** Source data follows **

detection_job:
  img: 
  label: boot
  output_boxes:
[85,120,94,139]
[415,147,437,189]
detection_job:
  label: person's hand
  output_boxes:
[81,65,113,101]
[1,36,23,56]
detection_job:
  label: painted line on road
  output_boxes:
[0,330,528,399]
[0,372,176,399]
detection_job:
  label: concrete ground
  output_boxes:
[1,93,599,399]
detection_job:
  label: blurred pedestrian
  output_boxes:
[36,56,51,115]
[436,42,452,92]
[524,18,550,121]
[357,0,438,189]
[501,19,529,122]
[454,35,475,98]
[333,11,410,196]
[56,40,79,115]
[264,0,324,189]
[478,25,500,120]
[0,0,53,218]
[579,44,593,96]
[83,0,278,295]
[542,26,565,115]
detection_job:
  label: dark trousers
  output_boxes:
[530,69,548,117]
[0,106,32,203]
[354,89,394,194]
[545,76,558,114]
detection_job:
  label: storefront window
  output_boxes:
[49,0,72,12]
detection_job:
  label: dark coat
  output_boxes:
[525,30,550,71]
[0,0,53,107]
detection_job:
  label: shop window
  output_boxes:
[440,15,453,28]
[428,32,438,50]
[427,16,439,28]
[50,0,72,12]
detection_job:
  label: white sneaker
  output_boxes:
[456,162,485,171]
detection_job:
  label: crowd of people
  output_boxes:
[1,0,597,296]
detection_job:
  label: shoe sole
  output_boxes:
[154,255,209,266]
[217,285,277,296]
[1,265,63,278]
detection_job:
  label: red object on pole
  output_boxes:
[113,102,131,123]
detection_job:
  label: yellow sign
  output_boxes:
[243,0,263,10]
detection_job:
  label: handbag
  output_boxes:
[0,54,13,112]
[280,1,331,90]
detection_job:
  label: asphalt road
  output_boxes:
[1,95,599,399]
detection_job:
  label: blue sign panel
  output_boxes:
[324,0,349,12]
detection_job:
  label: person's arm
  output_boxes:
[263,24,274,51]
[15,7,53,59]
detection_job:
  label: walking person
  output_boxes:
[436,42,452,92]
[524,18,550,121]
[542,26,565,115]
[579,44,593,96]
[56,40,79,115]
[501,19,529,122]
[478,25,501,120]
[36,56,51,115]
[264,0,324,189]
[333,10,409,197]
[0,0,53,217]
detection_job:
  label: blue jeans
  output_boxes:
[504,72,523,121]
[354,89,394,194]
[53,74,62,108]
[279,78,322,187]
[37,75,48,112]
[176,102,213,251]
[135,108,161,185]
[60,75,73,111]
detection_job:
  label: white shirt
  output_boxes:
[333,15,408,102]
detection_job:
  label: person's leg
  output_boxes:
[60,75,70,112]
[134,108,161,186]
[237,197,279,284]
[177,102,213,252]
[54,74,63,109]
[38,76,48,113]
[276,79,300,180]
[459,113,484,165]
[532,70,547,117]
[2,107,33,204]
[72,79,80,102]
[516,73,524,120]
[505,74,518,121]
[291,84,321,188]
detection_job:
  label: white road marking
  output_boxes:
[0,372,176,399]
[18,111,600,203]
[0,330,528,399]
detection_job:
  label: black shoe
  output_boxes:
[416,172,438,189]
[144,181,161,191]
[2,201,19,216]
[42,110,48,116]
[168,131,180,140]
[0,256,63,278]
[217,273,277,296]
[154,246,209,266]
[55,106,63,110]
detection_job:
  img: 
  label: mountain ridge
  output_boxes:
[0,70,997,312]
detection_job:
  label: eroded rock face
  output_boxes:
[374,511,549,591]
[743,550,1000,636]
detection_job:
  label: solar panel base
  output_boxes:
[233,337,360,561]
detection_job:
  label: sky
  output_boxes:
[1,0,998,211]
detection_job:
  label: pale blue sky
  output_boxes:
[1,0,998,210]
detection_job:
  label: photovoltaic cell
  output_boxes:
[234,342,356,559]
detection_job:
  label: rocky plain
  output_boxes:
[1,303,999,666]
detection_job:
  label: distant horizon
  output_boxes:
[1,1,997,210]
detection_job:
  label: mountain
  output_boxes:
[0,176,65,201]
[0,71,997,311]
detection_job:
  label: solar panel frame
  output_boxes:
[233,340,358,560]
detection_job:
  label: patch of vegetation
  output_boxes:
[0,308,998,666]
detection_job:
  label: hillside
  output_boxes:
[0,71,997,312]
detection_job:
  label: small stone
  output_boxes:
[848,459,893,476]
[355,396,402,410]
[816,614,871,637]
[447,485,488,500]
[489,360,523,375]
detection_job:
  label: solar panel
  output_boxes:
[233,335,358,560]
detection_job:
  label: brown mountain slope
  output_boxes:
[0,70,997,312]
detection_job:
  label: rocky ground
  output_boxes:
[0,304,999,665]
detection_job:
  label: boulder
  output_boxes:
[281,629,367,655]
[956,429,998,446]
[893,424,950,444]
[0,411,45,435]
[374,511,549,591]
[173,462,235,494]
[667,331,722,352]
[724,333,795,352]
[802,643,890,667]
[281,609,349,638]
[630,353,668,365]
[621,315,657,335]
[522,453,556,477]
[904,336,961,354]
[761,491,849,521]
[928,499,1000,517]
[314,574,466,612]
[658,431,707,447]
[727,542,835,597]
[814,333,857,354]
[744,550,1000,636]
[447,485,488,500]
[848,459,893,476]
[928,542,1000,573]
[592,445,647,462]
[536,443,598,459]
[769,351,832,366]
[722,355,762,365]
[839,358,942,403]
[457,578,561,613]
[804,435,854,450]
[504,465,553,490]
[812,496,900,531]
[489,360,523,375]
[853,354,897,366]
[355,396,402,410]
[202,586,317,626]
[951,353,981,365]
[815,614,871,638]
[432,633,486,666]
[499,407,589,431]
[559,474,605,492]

** End of Source data **

**What you will do**
Each line of the entries above that contains "ground" must be copied into the answer.

**Solution to this task**
  label: concrete ground
  label: rocky ground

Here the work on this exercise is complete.